TEXT SECTION START

Beyond chemistry or biological solutions, the best solution, according to Attilio Scienza, is in resistant varieties, “which needed only two or three treatments, sometimes not even that, to overcome the Downy mildew threat unscathed. Resistant varieties already exist in many typical varieties in Northern Italy, but not in the South, and situations such as the one we are facing should speed up the experimental process-carried out by nurseries and universities-and bring the green light for breeding resistant varieties closer to all Regions and Denominations. The biggest problem, as of today, is precisely the impossibility of planting these tolerant varieties, which is also holding back research on native resistant varieties, which would allow us to have clones capable of giving high quality grapes without fear of disease, following the example of the path already started by France”, Professor Scienza concludes, recalling that “the ones who will pay the heaviest bill, in this situation, will be the wine growers, and not the companies, which currently have full cellars and with a drop in production could still guarantee important bulk prices”.

As mentioned, the moment is complicated, but according to Adriano Zago, a degree in Agriculture from the University of Padua and a specialization in Viticulture and Oenology from Montpellier, and an agronomic and oenological consultant for 20 years, “there are no big differences between vineyard management systems-organic, biodynamic or conventional-if anything, the difference is between winegrowers who have done well and winegrowers who have not. The use of copper, according to the EU regulation, is limited to an average of 4 kilograms per hectare, over a 7-year period, and coming from years when very little was used, there is absolutely enough margin to work well, especially because today we work with active branches at much lower amounts than before: if 500 grams per hectare was once used for each treatment, today we manage to have good defenses with 150 grams of copper per hectare. Besides, copper is but one of many tools at our disposal, along with many corroborants, plant defense advocates, techniques and technologies that are much better performing than they used to be, and awareness in vineyard management. For that matter, the traditional method has not shown its limits either: it has not guaranteed perfect defense, and it has brought long-term environmental damage, to soils, insects and people”.

TEXT SECTION END

• _TASK REQUIREMENTS_: Could you take the passage on fighting downy mildew in vineyards further, picking up right after its last sentence? The rows after this point are separate material, unrelated to the passage on fighting downy mildew in vineyards.

EXTRACTED RECORDS START

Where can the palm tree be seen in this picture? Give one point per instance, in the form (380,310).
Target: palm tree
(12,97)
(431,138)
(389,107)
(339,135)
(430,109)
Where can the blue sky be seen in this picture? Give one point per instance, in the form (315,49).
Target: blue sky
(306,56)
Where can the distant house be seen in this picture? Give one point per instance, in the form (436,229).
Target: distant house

EXTRACTED RECORDS END

• _RESPONSE TO THE TASK_:
What remains in the field is a vintage “that is already producing important production losses, especially on the Adriatic, from Puglia to Romagna, but Tuscany is not in great shape either, while the North is more accustomed to such weather patterns, with a cold and wet spring, and more in trouble, if anything, in the face of the drought of recent years. Still, similar vintages, 15 years ago, would have brought even greater disasters”, Adriano Zago continues. “We know a great deal, almost everything, about Downy mildew and its detection, as well as about the effectiveness of many products, but the real challenge is to fight it in conditions like those of this year, where it is difficult to enter the vineyard. It had been many years since, even in organic, there had been such important and generalized losses, so it means that, in other years, in their diversity, the methods adopted and that we know well are working. The bank jumped because during flowering there was also 200 ml of rain, and more than half of the rainy days, which is the worst situation for a winemaker in May: the perfect storm”.

Such vintages, as seen, nevertheless have a positive side, in their own way, because they can turn out to be “formative, but do not think now that the climate of the last few years was perfect, because drought and extreme weather events, such as drought and hailstorms, as well as Flavescence Dorata and Esca disease, are certainly not the norm. Moreover, the current conditions are also ideal for powdery mildew, and in front we are looking at a delayed harvest and a very long and complex season to manage, a Marathon rather than a race as we were in recent years, when forecasts and balances of the vintage were already being made at this time”, concludes agronomic and oenological consultant Adriano Zago.